### WORK TO COMPLETE
Arrange the entries from the start through the line containing "x=87, y=395" as a two-column CSV with the headers instruction and points. Give one row per entry, with its text and its answer each in a single quoted field and line breaks replaced by spaces.

* START DATA PROVIDED *

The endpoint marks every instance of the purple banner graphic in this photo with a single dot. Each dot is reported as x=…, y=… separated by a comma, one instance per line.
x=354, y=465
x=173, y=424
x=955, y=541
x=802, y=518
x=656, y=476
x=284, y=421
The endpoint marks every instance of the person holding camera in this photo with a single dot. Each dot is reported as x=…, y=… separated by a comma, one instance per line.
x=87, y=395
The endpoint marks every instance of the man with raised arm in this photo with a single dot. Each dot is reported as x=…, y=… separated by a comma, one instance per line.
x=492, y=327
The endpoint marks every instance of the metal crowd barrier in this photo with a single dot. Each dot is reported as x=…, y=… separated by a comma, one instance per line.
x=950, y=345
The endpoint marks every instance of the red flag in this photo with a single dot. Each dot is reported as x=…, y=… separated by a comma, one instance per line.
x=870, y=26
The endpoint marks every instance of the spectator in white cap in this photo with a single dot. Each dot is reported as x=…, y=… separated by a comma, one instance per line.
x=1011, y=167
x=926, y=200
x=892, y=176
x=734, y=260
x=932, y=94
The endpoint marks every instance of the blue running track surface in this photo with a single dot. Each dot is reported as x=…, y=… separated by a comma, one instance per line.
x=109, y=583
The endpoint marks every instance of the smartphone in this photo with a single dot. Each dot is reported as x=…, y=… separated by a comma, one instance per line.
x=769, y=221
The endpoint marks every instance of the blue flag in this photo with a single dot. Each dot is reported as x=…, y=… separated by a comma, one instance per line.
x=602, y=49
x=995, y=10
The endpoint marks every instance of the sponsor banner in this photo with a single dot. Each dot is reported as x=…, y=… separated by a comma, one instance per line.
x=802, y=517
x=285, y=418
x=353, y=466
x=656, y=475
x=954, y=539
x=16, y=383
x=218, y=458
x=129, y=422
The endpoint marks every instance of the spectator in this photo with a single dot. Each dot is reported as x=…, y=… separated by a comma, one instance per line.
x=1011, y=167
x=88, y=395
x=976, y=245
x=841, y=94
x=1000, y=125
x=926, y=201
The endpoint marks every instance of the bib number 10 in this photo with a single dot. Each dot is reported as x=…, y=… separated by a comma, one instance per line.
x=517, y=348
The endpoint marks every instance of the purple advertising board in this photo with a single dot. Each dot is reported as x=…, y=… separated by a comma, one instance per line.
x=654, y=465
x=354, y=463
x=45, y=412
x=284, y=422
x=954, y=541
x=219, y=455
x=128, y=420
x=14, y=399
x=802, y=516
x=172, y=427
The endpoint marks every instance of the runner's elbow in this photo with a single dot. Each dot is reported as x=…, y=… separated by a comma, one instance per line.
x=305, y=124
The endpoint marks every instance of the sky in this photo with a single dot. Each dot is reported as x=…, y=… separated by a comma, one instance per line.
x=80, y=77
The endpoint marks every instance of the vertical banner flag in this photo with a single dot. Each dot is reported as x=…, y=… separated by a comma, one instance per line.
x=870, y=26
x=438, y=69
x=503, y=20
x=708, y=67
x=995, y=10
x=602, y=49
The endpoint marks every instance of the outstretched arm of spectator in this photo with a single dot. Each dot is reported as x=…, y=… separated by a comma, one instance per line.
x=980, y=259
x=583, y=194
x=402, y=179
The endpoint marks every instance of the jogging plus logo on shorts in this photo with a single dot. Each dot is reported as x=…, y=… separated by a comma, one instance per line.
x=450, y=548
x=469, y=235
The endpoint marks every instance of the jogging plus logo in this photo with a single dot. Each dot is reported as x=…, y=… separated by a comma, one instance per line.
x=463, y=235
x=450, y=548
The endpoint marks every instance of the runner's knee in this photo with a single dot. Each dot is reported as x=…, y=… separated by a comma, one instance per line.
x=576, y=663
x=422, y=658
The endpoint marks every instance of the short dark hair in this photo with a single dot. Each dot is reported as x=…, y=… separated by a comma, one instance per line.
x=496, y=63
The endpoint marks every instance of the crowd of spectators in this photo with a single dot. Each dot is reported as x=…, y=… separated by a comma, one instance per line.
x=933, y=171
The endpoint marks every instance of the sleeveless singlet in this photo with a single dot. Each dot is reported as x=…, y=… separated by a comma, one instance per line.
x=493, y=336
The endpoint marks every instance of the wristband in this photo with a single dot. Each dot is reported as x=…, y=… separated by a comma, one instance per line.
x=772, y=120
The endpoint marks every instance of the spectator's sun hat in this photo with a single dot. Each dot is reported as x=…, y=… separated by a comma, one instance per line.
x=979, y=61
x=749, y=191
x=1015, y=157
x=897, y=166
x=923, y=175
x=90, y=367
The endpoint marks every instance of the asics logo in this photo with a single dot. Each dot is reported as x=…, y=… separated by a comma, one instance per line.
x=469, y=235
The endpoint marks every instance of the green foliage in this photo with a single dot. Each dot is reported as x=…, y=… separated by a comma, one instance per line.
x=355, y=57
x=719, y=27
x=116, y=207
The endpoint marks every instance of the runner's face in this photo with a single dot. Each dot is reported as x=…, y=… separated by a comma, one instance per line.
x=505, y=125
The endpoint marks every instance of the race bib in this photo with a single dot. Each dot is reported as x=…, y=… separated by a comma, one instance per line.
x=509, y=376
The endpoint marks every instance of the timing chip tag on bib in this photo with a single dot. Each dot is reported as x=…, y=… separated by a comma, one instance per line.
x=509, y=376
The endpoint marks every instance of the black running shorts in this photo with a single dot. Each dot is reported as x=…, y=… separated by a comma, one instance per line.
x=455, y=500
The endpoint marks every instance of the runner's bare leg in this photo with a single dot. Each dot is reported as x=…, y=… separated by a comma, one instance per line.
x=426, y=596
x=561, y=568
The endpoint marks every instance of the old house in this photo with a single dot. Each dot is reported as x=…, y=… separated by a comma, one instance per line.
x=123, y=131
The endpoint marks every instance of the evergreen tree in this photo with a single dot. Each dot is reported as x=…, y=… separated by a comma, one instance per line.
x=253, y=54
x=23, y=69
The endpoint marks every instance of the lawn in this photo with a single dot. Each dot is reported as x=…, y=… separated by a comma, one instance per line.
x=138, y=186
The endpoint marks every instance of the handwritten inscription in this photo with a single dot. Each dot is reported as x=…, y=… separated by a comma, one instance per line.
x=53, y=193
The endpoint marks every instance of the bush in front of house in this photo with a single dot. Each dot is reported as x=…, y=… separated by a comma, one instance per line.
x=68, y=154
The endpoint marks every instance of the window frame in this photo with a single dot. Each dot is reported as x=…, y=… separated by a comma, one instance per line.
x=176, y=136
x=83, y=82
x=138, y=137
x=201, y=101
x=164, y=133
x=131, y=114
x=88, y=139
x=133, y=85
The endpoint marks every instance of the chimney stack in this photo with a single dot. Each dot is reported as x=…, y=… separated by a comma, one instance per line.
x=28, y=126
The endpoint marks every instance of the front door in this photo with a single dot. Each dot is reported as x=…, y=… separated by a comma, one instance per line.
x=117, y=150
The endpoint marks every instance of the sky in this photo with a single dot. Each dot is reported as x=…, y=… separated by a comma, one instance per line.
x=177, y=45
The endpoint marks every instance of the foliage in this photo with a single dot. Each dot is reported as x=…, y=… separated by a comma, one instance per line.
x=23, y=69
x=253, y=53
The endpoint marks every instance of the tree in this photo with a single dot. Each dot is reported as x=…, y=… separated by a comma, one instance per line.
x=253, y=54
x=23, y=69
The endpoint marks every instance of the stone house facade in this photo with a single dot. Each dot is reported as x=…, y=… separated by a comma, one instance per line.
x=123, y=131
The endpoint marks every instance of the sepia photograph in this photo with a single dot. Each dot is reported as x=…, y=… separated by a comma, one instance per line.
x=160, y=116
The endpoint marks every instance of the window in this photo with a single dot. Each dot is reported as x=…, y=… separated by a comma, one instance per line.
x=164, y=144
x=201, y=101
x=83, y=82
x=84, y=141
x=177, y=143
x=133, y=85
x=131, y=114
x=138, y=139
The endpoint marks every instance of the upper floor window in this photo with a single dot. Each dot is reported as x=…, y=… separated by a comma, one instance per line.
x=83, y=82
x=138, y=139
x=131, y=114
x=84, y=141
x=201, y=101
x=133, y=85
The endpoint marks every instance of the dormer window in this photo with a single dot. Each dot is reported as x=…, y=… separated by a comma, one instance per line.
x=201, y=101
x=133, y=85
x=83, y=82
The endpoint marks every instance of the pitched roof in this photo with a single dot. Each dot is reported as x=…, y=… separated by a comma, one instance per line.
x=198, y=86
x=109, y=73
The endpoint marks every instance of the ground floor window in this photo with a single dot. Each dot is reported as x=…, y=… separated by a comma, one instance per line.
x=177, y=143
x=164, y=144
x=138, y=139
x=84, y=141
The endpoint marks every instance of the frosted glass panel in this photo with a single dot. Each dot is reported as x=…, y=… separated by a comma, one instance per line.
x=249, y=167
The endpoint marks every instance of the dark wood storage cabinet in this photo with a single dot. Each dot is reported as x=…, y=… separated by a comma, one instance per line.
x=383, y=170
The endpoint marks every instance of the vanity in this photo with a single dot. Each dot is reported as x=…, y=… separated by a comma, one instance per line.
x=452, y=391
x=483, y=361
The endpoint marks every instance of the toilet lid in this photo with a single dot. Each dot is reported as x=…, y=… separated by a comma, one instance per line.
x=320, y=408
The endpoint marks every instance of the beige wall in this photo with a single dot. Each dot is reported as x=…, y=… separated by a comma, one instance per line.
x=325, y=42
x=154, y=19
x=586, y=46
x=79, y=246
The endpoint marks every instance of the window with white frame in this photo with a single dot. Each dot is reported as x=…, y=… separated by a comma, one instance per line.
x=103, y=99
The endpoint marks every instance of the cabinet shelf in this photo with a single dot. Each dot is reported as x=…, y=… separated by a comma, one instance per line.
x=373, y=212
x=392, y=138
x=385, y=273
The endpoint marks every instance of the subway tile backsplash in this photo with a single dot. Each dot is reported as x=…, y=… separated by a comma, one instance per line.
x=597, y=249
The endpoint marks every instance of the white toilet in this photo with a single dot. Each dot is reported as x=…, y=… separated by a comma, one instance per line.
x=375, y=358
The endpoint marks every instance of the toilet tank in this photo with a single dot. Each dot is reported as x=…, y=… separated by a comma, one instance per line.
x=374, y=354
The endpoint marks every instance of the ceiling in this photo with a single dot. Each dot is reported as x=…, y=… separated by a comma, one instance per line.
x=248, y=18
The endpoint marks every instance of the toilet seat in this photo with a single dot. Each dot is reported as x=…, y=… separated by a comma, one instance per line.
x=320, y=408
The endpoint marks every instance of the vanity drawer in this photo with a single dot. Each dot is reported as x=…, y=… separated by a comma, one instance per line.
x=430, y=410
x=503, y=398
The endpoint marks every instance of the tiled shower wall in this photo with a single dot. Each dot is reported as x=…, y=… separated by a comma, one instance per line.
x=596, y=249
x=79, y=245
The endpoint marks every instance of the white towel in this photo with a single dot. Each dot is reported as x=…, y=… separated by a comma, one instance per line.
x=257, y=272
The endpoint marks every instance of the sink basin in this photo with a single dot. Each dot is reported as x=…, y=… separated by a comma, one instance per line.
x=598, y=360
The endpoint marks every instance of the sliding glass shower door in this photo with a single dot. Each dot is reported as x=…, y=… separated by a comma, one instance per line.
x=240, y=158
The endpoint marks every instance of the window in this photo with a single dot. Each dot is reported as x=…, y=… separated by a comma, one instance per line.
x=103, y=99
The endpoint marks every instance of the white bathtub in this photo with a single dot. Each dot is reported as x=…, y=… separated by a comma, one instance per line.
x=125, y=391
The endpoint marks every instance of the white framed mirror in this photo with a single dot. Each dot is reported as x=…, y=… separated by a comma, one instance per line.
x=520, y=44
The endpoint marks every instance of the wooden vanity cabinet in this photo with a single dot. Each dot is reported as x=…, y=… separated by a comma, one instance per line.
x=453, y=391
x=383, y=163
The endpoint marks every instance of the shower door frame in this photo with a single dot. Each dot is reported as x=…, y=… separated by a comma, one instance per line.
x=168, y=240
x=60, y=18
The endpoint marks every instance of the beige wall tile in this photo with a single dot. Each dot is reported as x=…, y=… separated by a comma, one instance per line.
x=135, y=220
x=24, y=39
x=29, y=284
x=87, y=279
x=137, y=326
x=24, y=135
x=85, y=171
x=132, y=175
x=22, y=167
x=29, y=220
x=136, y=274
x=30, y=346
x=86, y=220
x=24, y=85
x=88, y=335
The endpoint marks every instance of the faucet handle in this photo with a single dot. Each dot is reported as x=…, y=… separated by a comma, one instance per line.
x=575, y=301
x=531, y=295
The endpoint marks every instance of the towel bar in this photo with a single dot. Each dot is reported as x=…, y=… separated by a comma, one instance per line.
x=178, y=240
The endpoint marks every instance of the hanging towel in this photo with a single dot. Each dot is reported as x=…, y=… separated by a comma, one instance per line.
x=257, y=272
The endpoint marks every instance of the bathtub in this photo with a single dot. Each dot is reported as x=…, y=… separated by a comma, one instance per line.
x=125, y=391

* END DATA PROVIDED *

### WRITTEN SOLUTION
instruction,points
"The endpoint marks every instance of the purple banner graphic in this photo with a single dot. Each dot is reported as x=…, y=… separated by a comma, one instance per line.","x=354, y=465 x=173, y=424 x=955, y=541 x=802, y=518 x=656, y=476 x=284, y=421"
"The endpoint marks every instance of the person holding camera in this photo with a single dot. Each dot is reported as x=…, y=… separated by a comma, one instance per line.","x=87, y=395"